DATA FOR THE TASK section start

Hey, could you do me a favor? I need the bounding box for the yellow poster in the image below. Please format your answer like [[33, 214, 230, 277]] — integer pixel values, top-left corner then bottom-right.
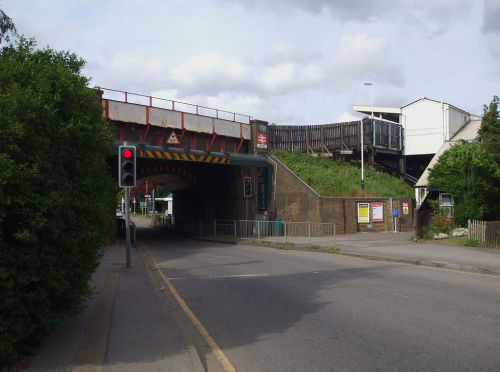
[[357, 203, 370, 223], [402, 202, 409, 215]]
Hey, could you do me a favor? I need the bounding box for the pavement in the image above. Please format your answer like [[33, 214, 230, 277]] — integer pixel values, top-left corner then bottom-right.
[[25, 222, 500, 371], [250, 230, 500, 276], [25, 222, 204, 372], [334, 231, 500, 275]]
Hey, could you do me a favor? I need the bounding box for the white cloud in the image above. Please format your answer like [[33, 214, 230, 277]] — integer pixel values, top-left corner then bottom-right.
[[167, 52, 251, 94], [328, 34, 404, 89], [2, 0, 494, 125], [404, 0, 472, 36], [338, 112, 362, 122], [339, 33, 386, 57]]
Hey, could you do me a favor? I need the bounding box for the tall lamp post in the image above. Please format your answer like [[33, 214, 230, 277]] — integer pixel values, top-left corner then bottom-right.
[[362, 82, 374, 191]]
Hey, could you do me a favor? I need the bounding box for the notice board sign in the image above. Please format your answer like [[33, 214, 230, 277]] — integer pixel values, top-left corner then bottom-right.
[[372, 202, 384, 222], [357, 203, 370, 223], [257, 133, 268, 149], [402, 202, 409, 215]]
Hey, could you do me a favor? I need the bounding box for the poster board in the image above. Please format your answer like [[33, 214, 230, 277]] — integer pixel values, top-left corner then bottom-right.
[[372, 202, 384, 222], [402, 202, 409, 215], [357, 203, 370, 223]]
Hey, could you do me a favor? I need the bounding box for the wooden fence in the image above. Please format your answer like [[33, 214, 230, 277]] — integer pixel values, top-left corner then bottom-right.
[[468, 220, 500, 248], [268, 118, 403, 154]]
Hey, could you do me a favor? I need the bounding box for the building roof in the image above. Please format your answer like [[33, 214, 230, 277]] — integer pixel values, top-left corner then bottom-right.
[[415, 116, 482, 187], [352, 105, 402, 115], [353, 97, 473, 117], [402, 97, 472, 116]]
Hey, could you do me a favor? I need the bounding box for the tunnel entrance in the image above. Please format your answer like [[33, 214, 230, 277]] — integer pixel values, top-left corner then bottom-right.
[[111, 143, 273, 223]]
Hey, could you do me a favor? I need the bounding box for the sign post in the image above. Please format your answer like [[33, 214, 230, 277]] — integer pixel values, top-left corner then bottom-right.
[[118, 142, 136, 269], [125, 187, 131, 268]]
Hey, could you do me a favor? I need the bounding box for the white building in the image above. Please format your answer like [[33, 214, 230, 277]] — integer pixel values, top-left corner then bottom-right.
[[354, 97, 473, 156], [353, 97, 475, 179]]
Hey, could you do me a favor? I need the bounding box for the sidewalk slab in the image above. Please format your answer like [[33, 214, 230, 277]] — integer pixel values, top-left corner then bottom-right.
[[103, 246, 201, 372], [25, 241, 203, 372], [335, 232, 500, 275]]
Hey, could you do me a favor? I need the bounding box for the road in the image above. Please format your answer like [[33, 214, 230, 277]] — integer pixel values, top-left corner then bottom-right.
[[139, 226, 500, 372]]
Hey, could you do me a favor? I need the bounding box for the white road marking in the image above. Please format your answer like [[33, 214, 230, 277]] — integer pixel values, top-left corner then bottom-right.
[[167, 273, 270, 280]]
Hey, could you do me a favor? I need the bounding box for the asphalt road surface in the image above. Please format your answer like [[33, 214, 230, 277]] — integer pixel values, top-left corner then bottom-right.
[[139, 227, 500, 372]]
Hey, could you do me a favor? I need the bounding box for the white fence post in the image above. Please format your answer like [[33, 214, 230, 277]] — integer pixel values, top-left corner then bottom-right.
[[334, 224, 336, 247], [309, 223, 311, 246]]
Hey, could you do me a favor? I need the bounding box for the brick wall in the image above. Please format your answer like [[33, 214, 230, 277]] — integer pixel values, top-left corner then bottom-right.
[[270, 156, 415, 234]]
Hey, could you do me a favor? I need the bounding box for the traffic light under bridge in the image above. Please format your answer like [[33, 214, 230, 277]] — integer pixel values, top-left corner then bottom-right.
[[119, 145, 136, 188]]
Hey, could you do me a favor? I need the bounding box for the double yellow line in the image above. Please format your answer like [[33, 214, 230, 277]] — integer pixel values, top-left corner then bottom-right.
[[142, 246, 235, 372]]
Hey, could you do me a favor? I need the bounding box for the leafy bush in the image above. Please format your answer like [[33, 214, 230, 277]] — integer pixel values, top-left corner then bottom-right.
[[433, 217, 454, 234], [422, 228, 435, 240], [0, 39, 115, 365], [428, 142, 500, 226]]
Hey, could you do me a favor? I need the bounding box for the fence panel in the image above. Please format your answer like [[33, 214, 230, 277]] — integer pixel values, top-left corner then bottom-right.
[[485, 221, 500, 248], [468, 220, 500, 248], [173, 218, 337, 247]]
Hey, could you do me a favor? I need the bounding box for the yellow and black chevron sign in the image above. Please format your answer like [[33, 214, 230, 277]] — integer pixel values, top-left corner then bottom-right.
[[139, 165, 198, 182], [139, 149, 229, 164]]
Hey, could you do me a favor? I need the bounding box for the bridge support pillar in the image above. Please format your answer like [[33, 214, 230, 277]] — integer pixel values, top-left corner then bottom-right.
[[250, 119, 269, 155], [399, 157, 405, 175], [367, 150, 375, 166]]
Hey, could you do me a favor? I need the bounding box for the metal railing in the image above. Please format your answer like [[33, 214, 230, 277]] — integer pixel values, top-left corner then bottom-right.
[[98, 87, 251, 124], [171, 217, 337, 247]]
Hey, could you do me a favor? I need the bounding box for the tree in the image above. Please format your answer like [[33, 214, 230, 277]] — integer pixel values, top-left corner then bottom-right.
[[0, 8, 16, 43], [0, 38, 116, 365], [478, 95, 500, 165], [427, 142, 500, 226]]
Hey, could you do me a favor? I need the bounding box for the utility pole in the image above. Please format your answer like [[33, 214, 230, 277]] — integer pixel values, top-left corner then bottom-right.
[[125, 187, 131, 268], [119, 141, 136, 269], [363, 82, 374, 191]]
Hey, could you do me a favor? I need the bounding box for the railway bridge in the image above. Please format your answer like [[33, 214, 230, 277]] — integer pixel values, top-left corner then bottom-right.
[[100, 88, 272, 222], [102, 87, 410, 232]]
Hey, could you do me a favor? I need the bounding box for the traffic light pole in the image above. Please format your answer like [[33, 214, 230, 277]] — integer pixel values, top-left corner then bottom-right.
[[125, 186, 131, 268]]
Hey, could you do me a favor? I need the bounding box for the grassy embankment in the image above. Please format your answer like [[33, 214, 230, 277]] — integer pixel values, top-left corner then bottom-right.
[[272, 150, 414, 198]]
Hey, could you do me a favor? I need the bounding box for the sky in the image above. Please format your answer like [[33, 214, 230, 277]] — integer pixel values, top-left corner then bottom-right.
[[1, 0, 499, 124]]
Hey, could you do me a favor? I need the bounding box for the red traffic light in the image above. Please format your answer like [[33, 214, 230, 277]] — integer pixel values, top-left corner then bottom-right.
[[123, 149, 133, 159], [245, 178, 251, 184]]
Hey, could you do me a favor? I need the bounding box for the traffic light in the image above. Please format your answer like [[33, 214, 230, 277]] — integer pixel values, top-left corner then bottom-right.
[[243, 176, 252, 198], [119, 145, 136, 187]]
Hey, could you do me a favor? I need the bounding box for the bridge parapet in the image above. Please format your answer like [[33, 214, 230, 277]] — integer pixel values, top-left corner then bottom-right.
[[100, 88, 251, 141], [268, 118, 403, 154]]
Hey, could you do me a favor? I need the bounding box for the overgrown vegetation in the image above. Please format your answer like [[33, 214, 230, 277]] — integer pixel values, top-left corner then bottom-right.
[[272, 150, 414, 197], [428, 142, 500, 226], [0, 34, 115, 366], [427, 96, 500, 226]]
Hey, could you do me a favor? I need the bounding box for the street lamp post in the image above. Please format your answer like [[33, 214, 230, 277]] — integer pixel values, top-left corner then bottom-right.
[[362, 82, 374, 191]]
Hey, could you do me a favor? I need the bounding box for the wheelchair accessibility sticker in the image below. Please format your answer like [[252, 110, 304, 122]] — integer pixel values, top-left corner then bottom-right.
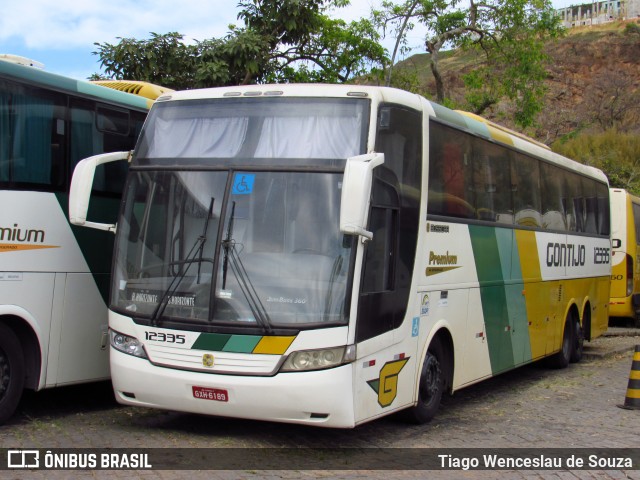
[[232, 174, 255, 195]]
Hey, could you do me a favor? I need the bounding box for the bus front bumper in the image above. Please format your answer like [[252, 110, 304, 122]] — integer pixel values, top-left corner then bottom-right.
[[110, 348, 356, 428]]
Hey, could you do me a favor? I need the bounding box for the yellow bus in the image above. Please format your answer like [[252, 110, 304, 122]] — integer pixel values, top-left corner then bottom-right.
[[610, 188, 640, 327]]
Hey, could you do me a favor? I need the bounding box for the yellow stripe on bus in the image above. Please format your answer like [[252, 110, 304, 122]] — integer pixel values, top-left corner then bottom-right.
[[253, 336, 296, 355]]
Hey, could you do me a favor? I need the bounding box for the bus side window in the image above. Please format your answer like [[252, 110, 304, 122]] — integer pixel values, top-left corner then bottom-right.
[[596, 181, 610, 236], [471, 149, 512, 224], [0, 84, 64, 188], [512, 152, 542, 228], [428, 123, 475, 219], [541, 163, 567, 231]]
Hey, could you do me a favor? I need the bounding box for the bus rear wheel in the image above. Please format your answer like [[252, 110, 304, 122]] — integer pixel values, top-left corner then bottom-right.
[[0, 323, 25, 424], [407, 338, 445, 424], [547, 315, 572, 369], [570, 317, 583, 363]]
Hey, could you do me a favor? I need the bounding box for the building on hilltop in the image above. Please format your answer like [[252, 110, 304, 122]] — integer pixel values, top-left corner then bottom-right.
[[557, 0, 640, 28]]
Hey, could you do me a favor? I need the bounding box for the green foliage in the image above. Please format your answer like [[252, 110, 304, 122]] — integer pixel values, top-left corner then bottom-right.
[[552, 129, 640, 195], [624, 21, 640, 36], [93, 0, 386, 89], [374, 0, 563, 128], [460, 0, 564, 128]]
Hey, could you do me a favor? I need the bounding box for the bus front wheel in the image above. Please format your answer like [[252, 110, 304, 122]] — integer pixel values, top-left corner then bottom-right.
[[0, 323, 25, 424], [407, 338, 445, 424]]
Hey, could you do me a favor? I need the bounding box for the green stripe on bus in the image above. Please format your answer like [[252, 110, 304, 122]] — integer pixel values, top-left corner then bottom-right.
[[191, 333, 296, 355], [222, 335, 262, 353], [470, 225, 534, 373], [469, 225, 514, 374], [191, 333, 295, 354], [501, 230, 533, 365], [192, 334, 233, 351]]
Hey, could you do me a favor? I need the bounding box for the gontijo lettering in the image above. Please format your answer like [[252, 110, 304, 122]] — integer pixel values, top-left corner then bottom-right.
[[546, 242, 586, 267]]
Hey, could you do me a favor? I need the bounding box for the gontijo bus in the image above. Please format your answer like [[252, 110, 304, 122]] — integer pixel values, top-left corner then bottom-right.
[[609, 188, 640, 327], [69, 85, 611, 427], [0, 55, 168, 423]]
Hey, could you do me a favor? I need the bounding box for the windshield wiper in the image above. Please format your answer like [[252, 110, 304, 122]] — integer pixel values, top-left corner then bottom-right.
[[224, 242, 273, 335], [222, 201, 235, 290], [197, 198, 215, 284], [220, 200, 273, 334], [150, 197, 214, 326]]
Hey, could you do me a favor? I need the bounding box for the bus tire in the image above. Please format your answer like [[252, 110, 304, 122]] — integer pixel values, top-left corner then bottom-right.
[[570, 316, 583, 363], [547, 316, 571, 369], [0, 323, 25, 424], [407, 338, 445, 424]]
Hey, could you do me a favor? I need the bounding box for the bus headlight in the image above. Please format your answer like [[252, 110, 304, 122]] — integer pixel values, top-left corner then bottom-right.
[[110, 329, 148, 359], [280, 345, 356, 372]]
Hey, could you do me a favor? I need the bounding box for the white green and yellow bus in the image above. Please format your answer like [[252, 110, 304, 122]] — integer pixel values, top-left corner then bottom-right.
[[70, 85, 611, 428], [0, 56, 166, 423], [609, 188, 640, 327]]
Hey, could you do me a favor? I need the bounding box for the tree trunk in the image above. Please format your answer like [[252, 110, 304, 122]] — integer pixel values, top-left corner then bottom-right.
[[429, 50, 445, 103]]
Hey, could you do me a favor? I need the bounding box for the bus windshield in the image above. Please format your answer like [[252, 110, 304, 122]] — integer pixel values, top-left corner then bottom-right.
[[112, 170, 352, 329], [111, 96, 368, 329]]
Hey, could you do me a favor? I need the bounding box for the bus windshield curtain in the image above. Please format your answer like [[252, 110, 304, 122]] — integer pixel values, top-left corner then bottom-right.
[[147, 117, 248, 159], [254, 116, 360, 159], [143, 115, 360, 160], [0, 91, 53, 184]]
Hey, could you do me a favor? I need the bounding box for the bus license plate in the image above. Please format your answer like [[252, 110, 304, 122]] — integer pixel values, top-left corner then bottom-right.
[[192, 386, 228, 402]]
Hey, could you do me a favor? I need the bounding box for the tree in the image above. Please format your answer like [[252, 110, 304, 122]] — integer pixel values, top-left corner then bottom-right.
[[552, 129, 640, 195], [373, 0, 563, 127], [92, 0, 386, 89]]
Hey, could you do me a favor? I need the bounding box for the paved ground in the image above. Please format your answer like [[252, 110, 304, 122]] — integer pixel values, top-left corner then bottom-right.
[[1, 329, 639, 479]]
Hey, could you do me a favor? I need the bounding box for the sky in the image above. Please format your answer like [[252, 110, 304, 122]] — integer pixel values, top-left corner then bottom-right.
[[0, 0, 578, 81]]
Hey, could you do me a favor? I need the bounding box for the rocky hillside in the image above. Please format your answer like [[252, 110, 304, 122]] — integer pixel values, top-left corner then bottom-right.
[[392, 20, 640, 144]]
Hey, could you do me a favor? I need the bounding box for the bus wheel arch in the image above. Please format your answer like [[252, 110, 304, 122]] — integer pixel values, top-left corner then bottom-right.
[[406, 328, 454, 424], [0, 317, 42, 424], [547, 306, 579, 369]]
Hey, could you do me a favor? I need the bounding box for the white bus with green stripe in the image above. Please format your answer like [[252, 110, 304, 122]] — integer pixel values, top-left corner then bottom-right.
[[0, 56, 160, 423], [70, 85, 611, 428]]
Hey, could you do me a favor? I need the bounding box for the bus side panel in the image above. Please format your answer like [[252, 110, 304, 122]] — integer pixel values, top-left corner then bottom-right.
[[0, 191, 107, 387], [0, 272, 55, 386], [469, 226, 534, 374], [353, 329, 420, 424], [535, 231, 611, 345], [514, 230, 552, 359], [54, 273, 109, 385], [420, 222, 494, 389]]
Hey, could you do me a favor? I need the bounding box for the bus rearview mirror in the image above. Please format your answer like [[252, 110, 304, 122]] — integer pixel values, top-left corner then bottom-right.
[[339, 152, 384, 240], [69, 151, 131, 233]]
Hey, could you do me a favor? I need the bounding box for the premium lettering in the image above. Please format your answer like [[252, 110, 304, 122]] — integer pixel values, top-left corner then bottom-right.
[[429, 251, 458, 265], [0, 223, 45, 243]]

DATA FOR THE TASK section end

HOW TO COMPLETE THIS TASK:
Exactly the lines from the one that holds "for the premium" through the final line of the records above should be written out, and only those.

RESULT:
Hey, could you do me a favor? I need the bounding box for the premium lettering in the image above. Please format your answer like [[252, 110, 304, 122]] — integer pixel values, top-left corner then bottom-right.
[[429, 251, 458, 265], [0, 223, 45, 243]]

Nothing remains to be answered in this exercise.